## Task brief
Determine how many lines in the entries contain the word "spire", and give that number with no other text.

(Saved entries)
※

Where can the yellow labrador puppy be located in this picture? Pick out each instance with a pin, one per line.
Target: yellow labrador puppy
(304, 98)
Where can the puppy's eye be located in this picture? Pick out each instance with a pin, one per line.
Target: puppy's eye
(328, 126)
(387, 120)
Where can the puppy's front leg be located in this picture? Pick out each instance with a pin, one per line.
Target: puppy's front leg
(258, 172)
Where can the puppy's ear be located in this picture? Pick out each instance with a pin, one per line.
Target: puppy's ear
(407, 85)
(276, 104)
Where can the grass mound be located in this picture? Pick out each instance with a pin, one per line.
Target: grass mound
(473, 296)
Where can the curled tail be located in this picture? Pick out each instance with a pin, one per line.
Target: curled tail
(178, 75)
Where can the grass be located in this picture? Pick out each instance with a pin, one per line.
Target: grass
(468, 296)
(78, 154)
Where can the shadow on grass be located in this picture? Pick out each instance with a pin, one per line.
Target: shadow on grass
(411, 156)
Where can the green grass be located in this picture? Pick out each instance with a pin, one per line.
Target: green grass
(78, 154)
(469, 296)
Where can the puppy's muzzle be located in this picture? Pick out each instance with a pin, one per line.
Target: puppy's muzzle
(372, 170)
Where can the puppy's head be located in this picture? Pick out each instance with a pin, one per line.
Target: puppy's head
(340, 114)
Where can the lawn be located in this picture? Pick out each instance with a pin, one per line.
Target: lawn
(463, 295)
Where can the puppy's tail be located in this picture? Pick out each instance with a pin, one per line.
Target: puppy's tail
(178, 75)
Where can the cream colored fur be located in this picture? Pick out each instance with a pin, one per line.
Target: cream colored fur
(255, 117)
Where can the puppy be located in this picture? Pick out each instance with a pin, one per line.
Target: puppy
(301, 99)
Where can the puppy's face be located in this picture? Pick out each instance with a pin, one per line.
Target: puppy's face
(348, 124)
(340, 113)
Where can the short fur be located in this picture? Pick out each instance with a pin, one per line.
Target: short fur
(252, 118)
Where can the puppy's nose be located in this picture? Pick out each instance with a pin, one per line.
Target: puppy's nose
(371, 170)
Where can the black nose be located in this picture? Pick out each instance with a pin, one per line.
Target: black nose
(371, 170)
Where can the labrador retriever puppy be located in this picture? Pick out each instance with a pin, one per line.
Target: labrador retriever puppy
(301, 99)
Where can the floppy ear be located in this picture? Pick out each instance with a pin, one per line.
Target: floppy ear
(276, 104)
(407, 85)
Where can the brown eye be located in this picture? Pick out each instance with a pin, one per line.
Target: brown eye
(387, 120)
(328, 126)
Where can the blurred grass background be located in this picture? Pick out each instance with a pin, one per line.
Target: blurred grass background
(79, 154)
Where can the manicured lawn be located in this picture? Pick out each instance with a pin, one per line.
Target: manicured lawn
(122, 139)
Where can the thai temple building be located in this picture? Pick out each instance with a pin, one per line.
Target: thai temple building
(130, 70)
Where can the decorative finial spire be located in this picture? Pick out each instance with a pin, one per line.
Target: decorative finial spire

※

## Written answer
2